→ **Required action**
Please output exactly the part of the records below that opens with the line containing "Target: calm ocean water" and closes with the line containing "Target: flat rock slab", both lines included, and nothing else.

Data extracted from a collection:
··········
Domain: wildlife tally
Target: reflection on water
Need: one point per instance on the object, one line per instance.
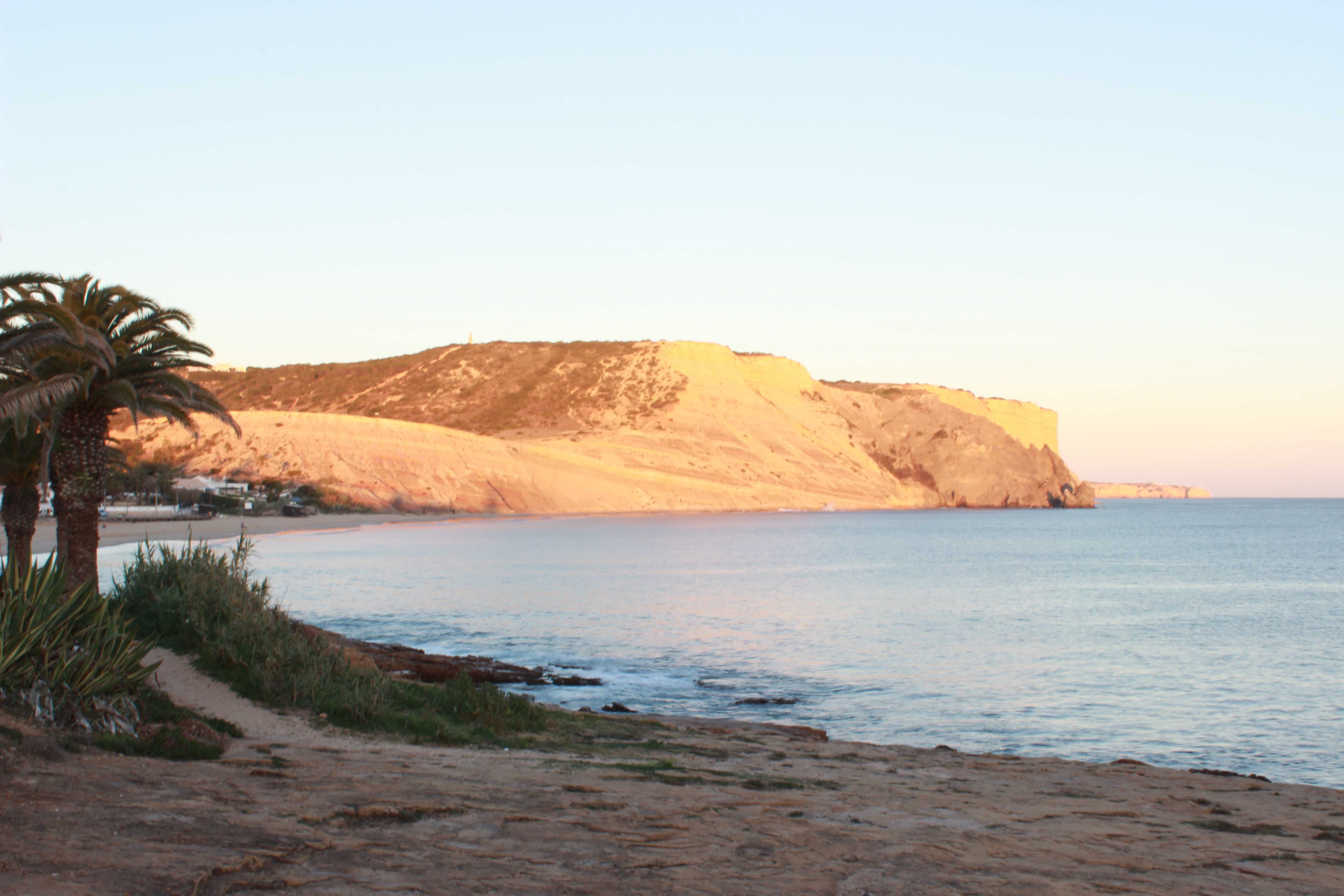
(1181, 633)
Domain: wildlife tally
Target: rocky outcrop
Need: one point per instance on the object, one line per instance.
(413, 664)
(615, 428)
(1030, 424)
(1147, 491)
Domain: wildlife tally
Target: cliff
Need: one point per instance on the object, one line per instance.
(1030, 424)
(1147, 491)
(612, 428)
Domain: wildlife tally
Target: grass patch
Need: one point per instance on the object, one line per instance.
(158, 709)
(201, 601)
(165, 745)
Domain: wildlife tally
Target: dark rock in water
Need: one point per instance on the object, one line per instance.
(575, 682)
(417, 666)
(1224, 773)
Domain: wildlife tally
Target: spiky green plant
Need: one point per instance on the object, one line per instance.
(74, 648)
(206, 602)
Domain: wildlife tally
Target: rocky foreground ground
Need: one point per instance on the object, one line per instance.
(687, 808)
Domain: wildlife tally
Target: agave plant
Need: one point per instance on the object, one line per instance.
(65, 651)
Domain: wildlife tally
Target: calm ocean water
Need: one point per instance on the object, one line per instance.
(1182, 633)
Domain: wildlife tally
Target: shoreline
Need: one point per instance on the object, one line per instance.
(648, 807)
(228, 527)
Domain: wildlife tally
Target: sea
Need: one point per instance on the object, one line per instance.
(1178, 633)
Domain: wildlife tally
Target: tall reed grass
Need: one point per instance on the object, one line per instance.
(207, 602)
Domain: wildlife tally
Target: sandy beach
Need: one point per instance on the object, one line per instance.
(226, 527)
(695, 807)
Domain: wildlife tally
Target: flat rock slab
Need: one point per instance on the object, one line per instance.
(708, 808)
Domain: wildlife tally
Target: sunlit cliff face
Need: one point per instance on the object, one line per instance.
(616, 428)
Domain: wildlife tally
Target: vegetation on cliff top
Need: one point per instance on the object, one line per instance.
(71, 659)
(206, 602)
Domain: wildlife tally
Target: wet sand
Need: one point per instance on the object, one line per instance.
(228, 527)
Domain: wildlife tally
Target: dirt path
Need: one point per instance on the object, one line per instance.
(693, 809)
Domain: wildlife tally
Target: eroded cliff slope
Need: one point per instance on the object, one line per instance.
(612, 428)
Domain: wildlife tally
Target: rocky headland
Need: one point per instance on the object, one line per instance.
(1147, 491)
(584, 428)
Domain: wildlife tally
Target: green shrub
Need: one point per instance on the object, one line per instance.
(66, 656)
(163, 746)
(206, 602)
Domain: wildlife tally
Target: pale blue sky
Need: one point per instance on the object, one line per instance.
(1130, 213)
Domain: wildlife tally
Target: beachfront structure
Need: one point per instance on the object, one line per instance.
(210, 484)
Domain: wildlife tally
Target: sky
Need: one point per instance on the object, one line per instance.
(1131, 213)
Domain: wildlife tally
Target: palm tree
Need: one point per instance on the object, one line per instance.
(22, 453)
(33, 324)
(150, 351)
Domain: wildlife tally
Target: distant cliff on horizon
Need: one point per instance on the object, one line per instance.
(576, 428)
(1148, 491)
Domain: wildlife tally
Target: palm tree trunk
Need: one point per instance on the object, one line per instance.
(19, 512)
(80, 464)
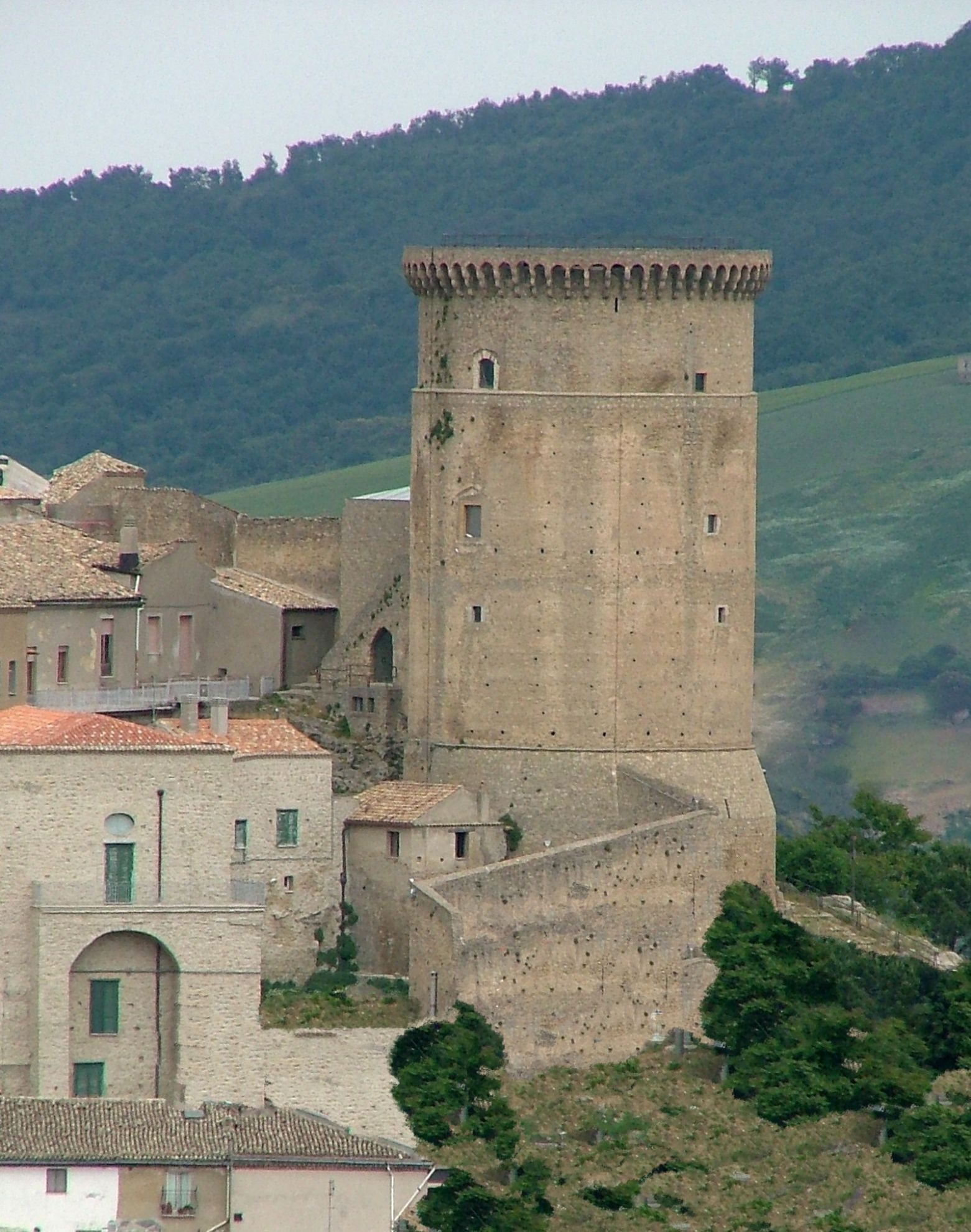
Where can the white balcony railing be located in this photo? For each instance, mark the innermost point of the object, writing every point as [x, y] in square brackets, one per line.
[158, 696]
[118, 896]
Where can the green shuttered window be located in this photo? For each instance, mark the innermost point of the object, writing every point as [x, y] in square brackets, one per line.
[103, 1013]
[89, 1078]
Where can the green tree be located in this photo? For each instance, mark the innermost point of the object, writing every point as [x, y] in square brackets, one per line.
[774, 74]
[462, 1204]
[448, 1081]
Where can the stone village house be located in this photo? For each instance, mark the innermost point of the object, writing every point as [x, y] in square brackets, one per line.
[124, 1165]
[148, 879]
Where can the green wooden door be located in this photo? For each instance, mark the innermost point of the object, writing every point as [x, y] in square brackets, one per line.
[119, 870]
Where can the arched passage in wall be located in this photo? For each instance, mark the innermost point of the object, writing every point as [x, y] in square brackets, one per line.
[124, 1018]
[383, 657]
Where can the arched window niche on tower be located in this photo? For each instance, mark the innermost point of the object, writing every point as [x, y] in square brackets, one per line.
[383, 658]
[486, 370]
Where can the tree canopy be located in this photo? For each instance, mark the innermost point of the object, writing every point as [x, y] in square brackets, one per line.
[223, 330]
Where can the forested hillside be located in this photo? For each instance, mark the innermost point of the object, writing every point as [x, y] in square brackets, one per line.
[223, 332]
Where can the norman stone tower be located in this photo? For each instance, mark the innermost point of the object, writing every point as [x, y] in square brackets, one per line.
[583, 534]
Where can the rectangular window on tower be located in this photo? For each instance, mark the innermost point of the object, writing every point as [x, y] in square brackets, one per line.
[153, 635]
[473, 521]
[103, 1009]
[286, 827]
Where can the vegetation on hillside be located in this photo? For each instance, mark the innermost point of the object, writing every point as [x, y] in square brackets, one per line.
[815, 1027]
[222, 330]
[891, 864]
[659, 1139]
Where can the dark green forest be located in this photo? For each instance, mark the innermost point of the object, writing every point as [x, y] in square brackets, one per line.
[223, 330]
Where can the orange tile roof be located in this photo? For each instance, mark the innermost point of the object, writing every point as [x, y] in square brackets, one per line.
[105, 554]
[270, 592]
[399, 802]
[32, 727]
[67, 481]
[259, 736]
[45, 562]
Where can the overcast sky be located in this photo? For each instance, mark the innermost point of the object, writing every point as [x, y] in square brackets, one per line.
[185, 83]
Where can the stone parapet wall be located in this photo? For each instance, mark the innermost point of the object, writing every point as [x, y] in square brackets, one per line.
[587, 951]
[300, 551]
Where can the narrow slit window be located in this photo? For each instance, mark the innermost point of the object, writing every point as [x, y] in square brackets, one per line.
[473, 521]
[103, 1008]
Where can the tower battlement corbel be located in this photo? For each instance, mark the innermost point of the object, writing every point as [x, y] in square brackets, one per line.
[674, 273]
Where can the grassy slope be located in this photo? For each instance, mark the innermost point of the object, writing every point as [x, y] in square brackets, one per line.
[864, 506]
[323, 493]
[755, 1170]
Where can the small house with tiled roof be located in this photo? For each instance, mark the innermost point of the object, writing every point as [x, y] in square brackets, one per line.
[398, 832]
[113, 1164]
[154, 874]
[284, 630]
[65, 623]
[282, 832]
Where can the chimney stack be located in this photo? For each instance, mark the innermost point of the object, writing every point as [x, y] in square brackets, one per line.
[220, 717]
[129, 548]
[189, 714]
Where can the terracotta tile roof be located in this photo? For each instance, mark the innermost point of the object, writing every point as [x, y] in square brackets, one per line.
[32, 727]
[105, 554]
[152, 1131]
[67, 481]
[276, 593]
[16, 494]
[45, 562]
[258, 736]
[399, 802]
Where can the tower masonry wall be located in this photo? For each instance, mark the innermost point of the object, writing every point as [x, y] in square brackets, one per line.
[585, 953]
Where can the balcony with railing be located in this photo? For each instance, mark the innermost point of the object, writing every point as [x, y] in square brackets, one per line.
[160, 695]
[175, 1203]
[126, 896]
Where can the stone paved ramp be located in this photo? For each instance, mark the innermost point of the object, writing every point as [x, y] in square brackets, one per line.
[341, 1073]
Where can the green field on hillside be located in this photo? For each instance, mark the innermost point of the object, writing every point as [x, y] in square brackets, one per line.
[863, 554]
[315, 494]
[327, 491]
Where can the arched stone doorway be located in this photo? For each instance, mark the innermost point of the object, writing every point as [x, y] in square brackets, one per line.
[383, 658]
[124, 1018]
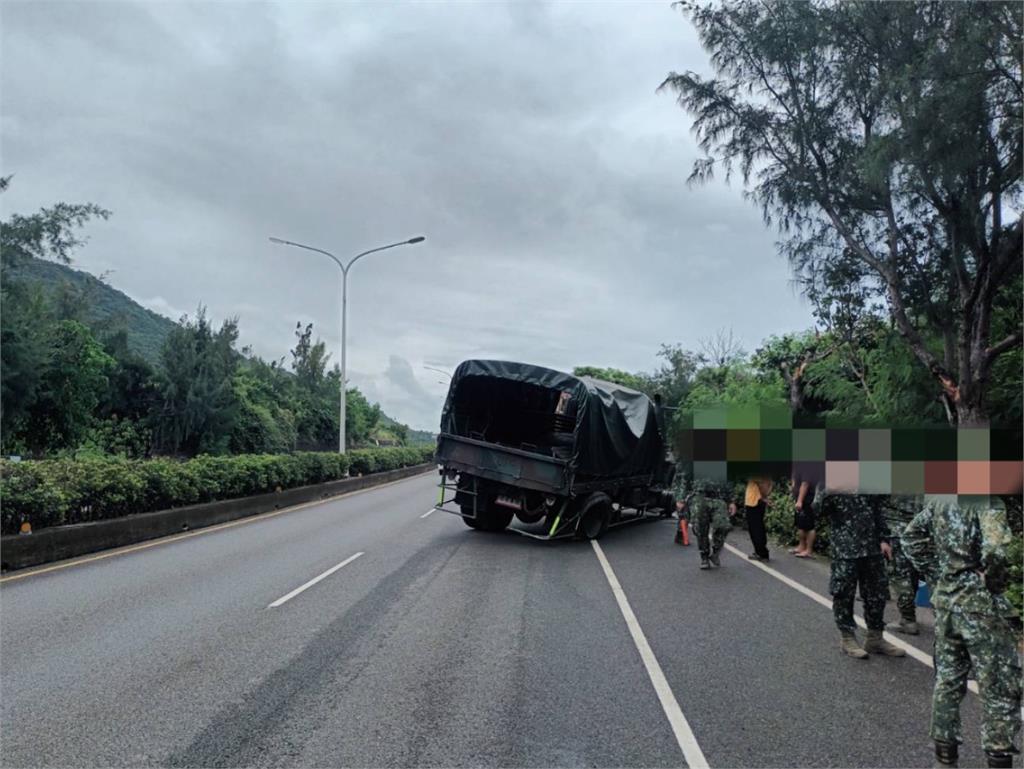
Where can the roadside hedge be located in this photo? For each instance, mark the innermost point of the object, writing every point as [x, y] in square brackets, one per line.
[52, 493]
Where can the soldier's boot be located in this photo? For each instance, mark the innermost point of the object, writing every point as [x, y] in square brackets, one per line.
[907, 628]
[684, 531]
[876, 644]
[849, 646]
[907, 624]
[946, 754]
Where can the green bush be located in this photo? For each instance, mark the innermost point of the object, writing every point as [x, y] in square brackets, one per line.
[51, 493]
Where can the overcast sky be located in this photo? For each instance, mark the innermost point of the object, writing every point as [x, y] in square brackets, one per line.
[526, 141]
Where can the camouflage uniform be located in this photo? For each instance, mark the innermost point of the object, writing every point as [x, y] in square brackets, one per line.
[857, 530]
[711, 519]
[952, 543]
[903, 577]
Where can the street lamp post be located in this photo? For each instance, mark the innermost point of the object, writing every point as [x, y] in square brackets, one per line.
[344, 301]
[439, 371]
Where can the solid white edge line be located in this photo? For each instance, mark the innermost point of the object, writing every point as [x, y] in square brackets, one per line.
··········
→ **Answer space**
Target: calm ocean water
Need: one point per instance on the object, one line per instance.
(1182, 633)
Domain: wildlife tally
Target: shoreline
Need: one point per instance on the object, one line per instance.
(648, 807)
(228, 527)
Domain: wildlife tally
Target: sea
Need: one point per instance on the object, one line per instance.
(1178, 633)
Domain: wildlife tally
Target: tall reed grass
Need: one point per instance on the object, one line per instance.
(207, 602)
Domain: wildlife tally
Target: sandy beach
Need: one point per instance on the object, one line per instance.
(226, 527)
(695, 807)
Domain: wildlife tally
Target: flat rock slab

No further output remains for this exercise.